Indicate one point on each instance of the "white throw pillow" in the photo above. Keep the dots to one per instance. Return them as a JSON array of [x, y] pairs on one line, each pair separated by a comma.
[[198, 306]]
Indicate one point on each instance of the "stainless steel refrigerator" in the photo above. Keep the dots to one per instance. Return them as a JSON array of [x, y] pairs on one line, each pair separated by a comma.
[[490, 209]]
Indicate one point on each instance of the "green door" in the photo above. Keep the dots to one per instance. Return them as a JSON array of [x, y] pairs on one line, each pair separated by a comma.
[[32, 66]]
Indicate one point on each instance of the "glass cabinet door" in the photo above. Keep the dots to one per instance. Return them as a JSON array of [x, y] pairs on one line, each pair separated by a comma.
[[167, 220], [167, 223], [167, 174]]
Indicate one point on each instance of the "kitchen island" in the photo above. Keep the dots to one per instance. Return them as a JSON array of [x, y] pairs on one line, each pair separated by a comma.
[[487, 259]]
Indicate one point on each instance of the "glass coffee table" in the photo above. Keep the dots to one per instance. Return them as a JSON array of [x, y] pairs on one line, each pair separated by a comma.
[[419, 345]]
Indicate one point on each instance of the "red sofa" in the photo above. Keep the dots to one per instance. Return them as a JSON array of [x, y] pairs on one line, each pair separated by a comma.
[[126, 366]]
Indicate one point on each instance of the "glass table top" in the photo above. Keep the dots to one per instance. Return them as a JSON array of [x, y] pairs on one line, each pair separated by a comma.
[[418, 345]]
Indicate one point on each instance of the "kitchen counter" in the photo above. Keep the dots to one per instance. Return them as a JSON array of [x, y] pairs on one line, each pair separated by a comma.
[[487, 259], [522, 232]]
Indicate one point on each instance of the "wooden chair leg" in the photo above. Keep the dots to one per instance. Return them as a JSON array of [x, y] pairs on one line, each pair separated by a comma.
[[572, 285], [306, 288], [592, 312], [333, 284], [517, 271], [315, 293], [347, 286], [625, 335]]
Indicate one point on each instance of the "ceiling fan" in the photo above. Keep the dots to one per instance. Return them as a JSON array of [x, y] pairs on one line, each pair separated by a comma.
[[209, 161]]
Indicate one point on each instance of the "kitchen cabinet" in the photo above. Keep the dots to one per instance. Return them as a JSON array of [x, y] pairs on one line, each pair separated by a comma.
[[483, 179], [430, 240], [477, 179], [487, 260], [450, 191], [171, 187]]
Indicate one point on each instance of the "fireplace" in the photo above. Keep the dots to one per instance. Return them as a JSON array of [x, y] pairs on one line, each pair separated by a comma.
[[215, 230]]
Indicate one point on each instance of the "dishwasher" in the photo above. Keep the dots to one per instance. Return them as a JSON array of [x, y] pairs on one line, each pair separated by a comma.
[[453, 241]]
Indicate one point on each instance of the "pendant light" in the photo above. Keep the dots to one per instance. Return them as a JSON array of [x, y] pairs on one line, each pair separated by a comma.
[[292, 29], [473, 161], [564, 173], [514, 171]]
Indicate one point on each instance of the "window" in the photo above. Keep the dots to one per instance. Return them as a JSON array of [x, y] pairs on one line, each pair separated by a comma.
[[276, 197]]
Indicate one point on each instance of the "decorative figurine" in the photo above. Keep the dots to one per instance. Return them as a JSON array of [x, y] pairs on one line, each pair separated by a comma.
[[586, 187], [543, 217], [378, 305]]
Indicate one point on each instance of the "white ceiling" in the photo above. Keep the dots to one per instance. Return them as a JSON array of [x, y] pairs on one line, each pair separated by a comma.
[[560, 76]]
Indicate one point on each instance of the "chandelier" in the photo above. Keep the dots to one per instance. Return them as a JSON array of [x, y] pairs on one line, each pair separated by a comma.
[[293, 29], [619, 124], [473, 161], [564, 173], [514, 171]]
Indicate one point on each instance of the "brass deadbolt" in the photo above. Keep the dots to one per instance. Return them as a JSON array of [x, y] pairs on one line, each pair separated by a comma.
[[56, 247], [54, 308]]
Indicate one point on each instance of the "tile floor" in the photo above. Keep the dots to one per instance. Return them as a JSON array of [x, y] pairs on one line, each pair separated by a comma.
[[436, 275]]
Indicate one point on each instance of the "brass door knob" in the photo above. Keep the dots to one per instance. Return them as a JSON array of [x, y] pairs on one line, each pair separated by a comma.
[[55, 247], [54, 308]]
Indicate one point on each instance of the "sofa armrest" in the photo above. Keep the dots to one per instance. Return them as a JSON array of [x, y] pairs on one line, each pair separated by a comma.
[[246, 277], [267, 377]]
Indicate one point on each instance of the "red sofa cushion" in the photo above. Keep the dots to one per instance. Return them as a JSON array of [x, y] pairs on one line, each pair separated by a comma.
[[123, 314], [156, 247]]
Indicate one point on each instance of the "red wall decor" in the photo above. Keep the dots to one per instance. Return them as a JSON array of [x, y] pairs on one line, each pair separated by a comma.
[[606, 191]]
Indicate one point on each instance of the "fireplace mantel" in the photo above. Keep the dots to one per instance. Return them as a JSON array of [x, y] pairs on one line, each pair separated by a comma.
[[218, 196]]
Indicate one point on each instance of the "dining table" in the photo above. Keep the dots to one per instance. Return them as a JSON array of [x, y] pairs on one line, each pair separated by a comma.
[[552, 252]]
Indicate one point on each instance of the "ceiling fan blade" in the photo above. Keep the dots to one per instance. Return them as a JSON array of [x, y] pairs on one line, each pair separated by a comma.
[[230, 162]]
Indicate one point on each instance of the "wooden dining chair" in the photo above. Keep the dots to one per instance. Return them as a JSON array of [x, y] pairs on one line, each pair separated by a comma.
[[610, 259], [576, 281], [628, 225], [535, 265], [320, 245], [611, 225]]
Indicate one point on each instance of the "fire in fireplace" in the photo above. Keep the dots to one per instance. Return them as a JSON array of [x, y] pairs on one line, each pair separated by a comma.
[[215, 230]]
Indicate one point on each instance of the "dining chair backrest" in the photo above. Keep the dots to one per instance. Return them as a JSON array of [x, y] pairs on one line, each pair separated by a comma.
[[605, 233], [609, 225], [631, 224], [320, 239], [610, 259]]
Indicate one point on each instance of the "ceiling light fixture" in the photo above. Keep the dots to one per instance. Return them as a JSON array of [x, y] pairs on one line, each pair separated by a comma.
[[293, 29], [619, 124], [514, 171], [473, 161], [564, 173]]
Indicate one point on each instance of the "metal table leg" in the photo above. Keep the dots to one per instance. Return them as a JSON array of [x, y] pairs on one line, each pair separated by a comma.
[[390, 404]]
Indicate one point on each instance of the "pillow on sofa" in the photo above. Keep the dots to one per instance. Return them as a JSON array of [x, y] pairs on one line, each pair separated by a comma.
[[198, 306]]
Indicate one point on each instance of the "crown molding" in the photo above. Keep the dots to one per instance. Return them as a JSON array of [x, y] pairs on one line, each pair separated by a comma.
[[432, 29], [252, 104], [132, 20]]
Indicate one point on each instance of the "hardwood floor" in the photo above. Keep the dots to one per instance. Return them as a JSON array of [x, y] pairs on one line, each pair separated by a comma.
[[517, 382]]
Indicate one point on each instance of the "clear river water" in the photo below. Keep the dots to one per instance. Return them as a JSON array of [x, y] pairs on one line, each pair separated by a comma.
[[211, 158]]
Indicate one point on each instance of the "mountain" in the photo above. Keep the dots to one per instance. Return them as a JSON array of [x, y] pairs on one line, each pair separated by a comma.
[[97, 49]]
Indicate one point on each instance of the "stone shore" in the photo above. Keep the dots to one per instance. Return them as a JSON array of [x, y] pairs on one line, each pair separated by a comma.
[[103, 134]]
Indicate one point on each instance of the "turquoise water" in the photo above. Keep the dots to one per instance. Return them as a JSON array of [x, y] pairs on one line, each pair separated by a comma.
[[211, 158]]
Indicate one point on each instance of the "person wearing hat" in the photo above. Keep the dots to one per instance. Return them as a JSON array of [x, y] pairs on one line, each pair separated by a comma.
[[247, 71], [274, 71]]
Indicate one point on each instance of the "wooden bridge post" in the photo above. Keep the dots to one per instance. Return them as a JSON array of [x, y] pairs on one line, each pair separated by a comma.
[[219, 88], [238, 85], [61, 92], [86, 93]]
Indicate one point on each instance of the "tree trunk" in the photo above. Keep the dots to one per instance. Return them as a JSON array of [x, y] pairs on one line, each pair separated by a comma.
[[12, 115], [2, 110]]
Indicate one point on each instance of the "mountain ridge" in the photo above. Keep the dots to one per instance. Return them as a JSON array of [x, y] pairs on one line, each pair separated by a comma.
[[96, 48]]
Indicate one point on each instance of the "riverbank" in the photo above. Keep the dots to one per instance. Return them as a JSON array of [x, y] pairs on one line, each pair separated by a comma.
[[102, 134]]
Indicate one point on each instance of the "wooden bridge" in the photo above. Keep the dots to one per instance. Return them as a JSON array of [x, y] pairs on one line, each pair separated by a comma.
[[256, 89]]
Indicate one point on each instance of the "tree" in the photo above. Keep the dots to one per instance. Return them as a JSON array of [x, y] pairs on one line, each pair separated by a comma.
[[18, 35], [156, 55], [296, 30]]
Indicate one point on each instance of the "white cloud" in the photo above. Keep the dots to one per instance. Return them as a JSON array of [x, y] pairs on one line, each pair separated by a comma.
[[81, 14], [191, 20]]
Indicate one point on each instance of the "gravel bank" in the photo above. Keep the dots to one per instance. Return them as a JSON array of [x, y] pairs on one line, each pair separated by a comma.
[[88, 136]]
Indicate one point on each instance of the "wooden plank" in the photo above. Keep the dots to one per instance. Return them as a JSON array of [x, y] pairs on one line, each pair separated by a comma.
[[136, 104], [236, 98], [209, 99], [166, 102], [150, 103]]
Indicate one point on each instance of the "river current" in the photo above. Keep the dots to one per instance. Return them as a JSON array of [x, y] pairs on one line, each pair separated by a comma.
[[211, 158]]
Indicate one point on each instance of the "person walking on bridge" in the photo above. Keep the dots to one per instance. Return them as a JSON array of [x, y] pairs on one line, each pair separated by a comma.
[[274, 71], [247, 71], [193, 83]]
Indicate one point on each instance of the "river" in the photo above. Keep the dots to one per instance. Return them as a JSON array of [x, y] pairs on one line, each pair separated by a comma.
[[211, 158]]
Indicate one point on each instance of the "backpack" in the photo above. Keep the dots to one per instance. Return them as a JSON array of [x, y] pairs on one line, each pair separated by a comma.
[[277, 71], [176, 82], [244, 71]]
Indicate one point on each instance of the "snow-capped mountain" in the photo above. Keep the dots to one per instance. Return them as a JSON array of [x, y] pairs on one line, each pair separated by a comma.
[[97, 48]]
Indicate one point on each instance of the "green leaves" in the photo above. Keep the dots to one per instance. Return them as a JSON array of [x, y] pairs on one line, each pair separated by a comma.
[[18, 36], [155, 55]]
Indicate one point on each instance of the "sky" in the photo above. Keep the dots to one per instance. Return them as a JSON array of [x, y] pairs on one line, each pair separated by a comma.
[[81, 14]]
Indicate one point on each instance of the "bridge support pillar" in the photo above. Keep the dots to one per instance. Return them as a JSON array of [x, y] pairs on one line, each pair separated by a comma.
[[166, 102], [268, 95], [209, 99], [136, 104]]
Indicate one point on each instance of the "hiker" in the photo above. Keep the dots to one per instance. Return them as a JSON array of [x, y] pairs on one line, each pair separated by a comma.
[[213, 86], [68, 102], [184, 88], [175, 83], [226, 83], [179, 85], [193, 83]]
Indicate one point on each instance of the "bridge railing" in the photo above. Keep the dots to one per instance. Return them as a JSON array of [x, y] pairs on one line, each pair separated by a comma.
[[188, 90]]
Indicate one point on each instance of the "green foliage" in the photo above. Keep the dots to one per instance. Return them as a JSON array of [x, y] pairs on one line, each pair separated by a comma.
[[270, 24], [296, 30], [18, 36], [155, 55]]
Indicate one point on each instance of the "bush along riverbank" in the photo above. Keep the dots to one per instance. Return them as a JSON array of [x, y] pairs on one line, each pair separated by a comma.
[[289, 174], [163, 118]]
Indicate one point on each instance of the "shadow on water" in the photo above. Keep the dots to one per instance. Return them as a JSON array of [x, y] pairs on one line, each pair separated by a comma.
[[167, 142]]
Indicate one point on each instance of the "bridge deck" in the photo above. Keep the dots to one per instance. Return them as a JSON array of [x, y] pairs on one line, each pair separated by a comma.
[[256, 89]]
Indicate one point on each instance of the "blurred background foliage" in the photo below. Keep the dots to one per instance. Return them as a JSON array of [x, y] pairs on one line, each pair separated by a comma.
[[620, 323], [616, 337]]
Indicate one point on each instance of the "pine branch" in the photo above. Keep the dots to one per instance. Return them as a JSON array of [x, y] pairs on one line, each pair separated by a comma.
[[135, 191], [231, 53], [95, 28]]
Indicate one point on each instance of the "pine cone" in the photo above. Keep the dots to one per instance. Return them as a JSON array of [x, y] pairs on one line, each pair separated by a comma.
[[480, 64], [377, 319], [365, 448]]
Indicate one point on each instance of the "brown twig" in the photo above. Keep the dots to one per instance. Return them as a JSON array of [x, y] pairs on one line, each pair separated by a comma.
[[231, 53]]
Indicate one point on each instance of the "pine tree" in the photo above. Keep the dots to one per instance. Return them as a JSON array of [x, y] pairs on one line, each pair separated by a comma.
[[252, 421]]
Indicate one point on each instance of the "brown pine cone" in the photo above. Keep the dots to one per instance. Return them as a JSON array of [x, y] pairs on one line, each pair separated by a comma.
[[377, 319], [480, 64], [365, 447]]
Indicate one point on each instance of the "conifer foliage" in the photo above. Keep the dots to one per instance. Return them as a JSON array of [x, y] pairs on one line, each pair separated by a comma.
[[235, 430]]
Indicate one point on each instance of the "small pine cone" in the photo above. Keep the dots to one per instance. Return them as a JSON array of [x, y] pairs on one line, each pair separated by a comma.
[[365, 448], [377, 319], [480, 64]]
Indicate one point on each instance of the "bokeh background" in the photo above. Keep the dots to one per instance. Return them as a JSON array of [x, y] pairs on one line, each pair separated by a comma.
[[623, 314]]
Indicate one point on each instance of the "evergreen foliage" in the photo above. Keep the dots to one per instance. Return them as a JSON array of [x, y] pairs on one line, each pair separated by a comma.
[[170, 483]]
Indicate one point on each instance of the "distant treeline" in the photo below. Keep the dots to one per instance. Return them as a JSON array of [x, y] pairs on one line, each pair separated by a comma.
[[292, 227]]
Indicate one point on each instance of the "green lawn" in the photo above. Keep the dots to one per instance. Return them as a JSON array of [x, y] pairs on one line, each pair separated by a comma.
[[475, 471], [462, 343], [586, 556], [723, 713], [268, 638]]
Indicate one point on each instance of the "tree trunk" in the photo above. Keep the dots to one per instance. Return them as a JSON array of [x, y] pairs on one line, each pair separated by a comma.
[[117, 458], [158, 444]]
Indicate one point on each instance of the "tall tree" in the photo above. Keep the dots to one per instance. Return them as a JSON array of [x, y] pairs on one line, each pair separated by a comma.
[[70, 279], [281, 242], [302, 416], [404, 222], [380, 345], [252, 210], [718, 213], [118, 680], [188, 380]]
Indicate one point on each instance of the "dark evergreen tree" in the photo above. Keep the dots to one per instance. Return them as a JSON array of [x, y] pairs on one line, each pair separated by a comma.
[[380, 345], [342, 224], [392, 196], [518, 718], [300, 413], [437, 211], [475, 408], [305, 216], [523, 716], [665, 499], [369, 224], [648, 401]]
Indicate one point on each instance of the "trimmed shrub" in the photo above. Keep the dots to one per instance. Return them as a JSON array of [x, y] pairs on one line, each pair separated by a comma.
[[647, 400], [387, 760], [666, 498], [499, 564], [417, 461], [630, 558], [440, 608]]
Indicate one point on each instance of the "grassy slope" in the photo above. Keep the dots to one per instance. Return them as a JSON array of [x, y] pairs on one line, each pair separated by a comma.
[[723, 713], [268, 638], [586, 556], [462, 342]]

□ □ □ □ □ □ □

▸ Written exercise:
Format everything in the rows from the start through the line containing "[[167, 220], [167, 223], [167, 174]]" as a Markdown table with two columns, No. and Line. Put one line per table row and leave out blank lines.

▸ Full answer:
| No. | Line |
|---|---|
| 1 | Indicate one point on each instance of the "white throw pillow" in the photo above. Keep the dots to one per instance. Return them as a JSON array of [x, y] pairs on one line, each pair separated by a comma. |
| 2 | [[198, 306]] |
| 3 | Indicate one point on each instance of the "stainless steel refrigerator" in the photo above. Keep the dots to one per instance. Return them as a JSON array of [x, y] pairs on one line, each pair separated by a comma. |
| 4 | [[490, 209]] |
| 5 | Indicate one point on each instance of the "green door" in the photo above. Keep the dots to one per instance. Return them as a JSON array of [x, y] pairs on one line, each pair separated by a comma. |
| 6 | [[32, 66]] |
| 7 | Indicate one point on each instance of the "glass cabinet door" in the photo above. Keep the dots to one per instance. Return them as a JSON array of [x, y] pairs on one line, each pair separated by a comma. |
| 8 | [[167, 220], [167, 223], [167, 174]] |